▶ [THE TASK]:
Rewrite the data from the line holding "of the green" through the end of the data, inclusive, as a two-column CSV with the headers text and answer. Put each text with its answer in one row, with each value in a single quoted field and line breaks replaced by spaces.
-=-=-=-=-
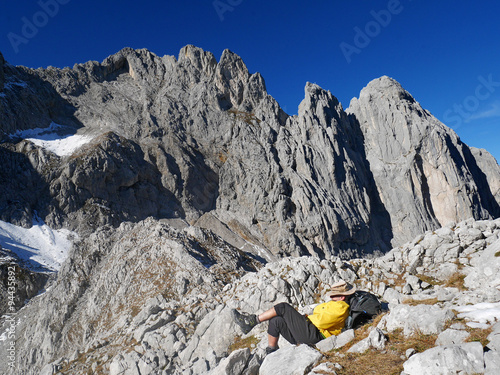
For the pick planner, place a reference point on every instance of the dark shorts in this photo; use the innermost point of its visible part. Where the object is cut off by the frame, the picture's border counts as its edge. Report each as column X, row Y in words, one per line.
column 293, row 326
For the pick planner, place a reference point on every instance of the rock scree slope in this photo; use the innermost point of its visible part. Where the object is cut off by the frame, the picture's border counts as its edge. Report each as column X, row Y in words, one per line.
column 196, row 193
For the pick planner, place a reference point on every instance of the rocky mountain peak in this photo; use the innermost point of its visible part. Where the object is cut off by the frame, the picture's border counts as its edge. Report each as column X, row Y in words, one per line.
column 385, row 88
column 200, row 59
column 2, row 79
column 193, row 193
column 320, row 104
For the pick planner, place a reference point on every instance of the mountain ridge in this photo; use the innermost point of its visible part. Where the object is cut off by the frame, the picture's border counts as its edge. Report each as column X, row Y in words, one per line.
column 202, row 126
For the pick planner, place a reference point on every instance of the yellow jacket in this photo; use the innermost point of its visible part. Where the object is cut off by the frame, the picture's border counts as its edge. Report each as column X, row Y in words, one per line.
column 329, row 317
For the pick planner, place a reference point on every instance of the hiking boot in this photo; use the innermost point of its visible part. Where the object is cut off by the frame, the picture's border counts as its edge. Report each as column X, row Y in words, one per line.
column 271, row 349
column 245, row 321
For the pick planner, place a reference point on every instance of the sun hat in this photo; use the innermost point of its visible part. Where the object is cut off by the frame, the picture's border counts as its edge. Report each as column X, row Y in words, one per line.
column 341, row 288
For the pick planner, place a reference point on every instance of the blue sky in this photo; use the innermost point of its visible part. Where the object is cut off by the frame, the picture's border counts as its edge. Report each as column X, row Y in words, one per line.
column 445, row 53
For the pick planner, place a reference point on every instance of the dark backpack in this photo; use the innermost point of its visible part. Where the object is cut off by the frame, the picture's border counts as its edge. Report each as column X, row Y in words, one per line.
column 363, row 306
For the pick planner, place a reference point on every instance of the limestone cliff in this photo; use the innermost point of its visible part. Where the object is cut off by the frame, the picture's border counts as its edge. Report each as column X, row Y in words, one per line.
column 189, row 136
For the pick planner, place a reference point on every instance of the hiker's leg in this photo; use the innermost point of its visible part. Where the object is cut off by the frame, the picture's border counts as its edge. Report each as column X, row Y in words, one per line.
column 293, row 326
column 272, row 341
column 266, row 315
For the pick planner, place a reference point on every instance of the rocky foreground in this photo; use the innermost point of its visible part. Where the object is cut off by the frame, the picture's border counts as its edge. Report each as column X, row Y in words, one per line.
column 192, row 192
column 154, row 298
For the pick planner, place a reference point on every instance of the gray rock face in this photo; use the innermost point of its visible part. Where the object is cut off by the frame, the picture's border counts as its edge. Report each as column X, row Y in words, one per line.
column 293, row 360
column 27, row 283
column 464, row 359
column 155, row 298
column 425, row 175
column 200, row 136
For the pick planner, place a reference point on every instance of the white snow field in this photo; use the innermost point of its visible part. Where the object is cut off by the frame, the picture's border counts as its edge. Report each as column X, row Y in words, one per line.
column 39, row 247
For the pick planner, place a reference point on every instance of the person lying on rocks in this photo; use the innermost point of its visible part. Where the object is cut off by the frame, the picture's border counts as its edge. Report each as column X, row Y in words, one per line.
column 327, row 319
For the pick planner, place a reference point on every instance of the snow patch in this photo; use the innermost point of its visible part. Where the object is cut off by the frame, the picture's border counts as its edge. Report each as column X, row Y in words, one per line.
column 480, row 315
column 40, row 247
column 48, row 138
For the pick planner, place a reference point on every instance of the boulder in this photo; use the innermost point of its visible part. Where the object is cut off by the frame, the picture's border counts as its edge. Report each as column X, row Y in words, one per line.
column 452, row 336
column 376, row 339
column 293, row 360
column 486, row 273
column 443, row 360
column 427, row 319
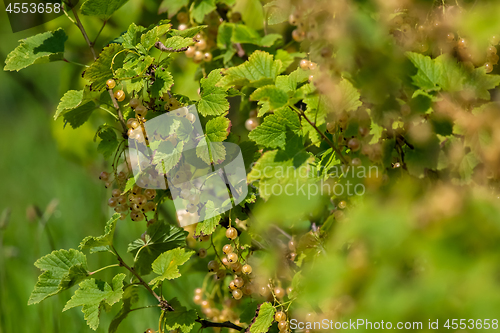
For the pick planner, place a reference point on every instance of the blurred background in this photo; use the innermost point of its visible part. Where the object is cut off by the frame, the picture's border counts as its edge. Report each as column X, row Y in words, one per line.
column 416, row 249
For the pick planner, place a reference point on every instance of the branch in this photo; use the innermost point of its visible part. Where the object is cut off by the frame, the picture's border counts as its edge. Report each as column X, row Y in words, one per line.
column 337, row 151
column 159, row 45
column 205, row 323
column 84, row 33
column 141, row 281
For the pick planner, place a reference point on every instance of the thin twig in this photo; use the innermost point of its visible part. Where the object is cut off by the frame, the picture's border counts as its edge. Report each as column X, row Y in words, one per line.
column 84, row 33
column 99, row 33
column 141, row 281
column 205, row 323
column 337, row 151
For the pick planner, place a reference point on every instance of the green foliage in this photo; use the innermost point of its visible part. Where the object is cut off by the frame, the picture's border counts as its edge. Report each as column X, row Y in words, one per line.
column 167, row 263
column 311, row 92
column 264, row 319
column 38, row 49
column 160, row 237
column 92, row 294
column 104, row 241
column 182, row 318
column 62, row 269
-=-=-=-=-
▶ [EXERCISE OUTPUT]:
text,answer
"For the pick planner, place a reference point on every instance of the green foliage in this photo; use the innermost point of its visible part. Where the object is cut off by the frame, the picture's border counts as its edge. Report each as column X, row Y in words, one per line.","column 167, row 263 column 311, row 92 column 264, row 319 column 38, row 49 column 160, row 237 column 92, row 294 column 104, row 241 column 182, row 318 column 62, row 269"